- PAGE EXCERPT -
★ ★ ★ ★ ★
Infection with Schmallenberg virus (SBV) can lead to (febrile) diarrhoea in domestic and wild ruminants, with severely reduced general condition and milk loss. If the infection occurs in the womb, serious malformations of the young animals can occur. Transmission occurs through the bite of gnats (biting-sucking insects) and from the infected mother to the unborn offspring. The first evidence of the disease in animals from Austria dates back to 2012. Humans are not susceptible to the infection.
Infection of fetuses can lead to abortions or various malformations of the head and extremities and to the birth of weak calves, lambs or kids, depending on the time of infection. In born animals, the infection remains unnoticed or leads to a mild, transient disease with diarrhoea, fever and a decrease in milk yield.
Situation in Austria
In the course of the first occurrence of SBV in Austria, a very rapid infection of a large part (almost 100 %) of the Austrian cattle population occurred in 2012. With a time lag, many malformations were observed in calves, lambs and kids in the spring of the following year 2013. The detection of antibodies in wild ruminants provided evidence that these animals were also affected by SBV infection. Since the first occurrence, the frequency of new annual infections has been much lower due to existing baseline immunity in the ruminant population (presence of protective antibodies), but isolated detections occur annually mostly during export surveys.
★ ★ ★ ★ ★
- DIRECTIONS FOR THIS TASK -
In the Schmallenberg virus text, what are the two ways the virus is transmitted?
★ ★ ★ ★ ★
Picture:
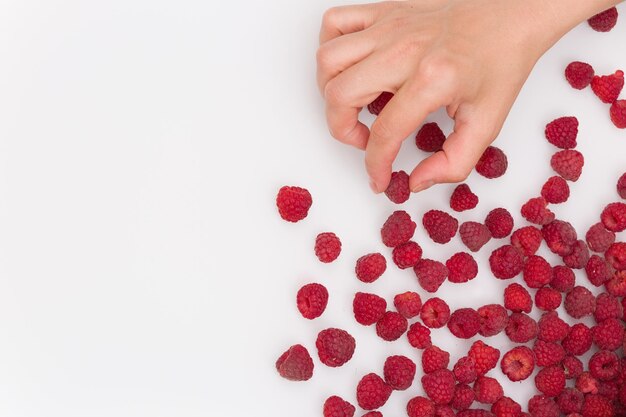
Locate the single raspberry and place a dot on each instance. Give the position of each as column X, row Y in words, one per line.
column 506, row 262
column 440, row 226
column 398, row 190
column 493, row 163
column 579, row 74
column 293, row 203
column 295, row 364
column 430, row 138
column 335, row 347
column 327, row 247
column 398, row 229
column 372, row 392
column 391, row 326
column 399, row 372
column 430, row 274
column 518, row 363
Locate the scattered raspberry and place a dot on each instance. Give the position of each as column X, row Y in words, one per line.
column 493, row 163
column 335, row 347
column 295, row 364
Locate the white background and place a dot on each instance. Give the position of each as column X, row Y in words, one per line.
column 144, row 270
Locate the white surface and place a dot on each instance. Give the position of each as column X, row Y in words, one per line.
column 144, row 270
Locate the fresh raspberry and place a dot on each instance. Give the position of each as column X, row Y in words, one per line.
column 293, row 203
column 399, row 372
column 430, row 138
column 337, row 407
column 521, row 328
column 398, row 190
column 440, row 226
column 579, row 74
column 407, row 255
column 518, row 363
column 493, row 319
column 463, row 198
column 434, row 359
column 327, row 247
column 368, row 308
column 439, row 386
column 372, row 392
column 398, row 229
column 295, row 364
column 493, row 163
column 430, row 274
column 517, row 298
column 335, row 347
column 535, row 211
column 391, row 326
column 506, row 262
column 435, row 313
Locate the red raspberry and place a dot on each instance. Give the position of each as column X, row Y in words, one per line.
column 603, row 21
column 562, row 132
column 398, row 189
column 295, row 364
column 474, row 235
column 430, row 274
column 430, row 138
column 435, row 313
column 391, row 326
column 408, row 304
column 407, row 255
column 327, row 247
column 398, row 229
column 518, row 363
column 463, row 198
column 439, row 386
column 335, row 347
column 399, row 372
column 441, row 227
column 579, row 74
column 293, row 203
column 434, row 359
column 336, row 407
column 372, row 392
column 598, row 238
column 368, row 308
column 312, row 300
column 493, row 163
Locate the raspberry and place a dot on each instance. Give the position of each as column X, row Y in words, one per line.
column 327, row 247
column 535, row 211
column 337, row 407
column 598, row 238
column 368, row 308
column 506, row 262
column 407, row 255
column 430, row 274
column 441, row 227
column 434, row 359
column 295, row 364
column 293, row 203
column 398, row 229
column 335, row 347
column 518, row 363
column 579, row 74
column 372, row 392
column 430, row 138
column 493, row 163
column 399, row 372
column 398, row 189
column 439, row 386
column 435, row 313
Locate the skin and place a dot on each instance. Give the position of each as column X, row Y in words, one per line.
column 470, row 56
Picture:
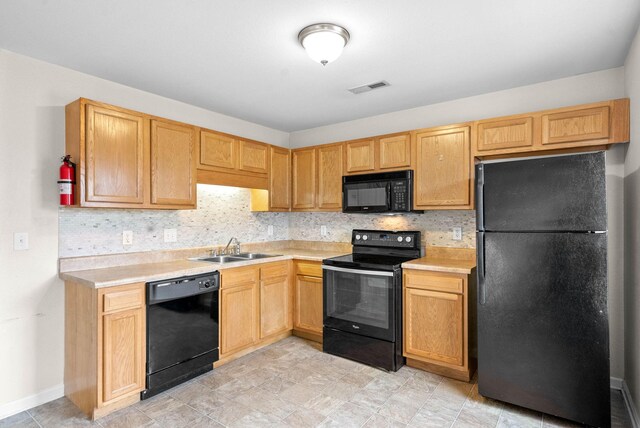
★ ★ ★ ★ ★
- EXERCISE SOLUTION -
Through the bite of gnats (biting-sucking insects) and from an infected mother to her unborn offspring.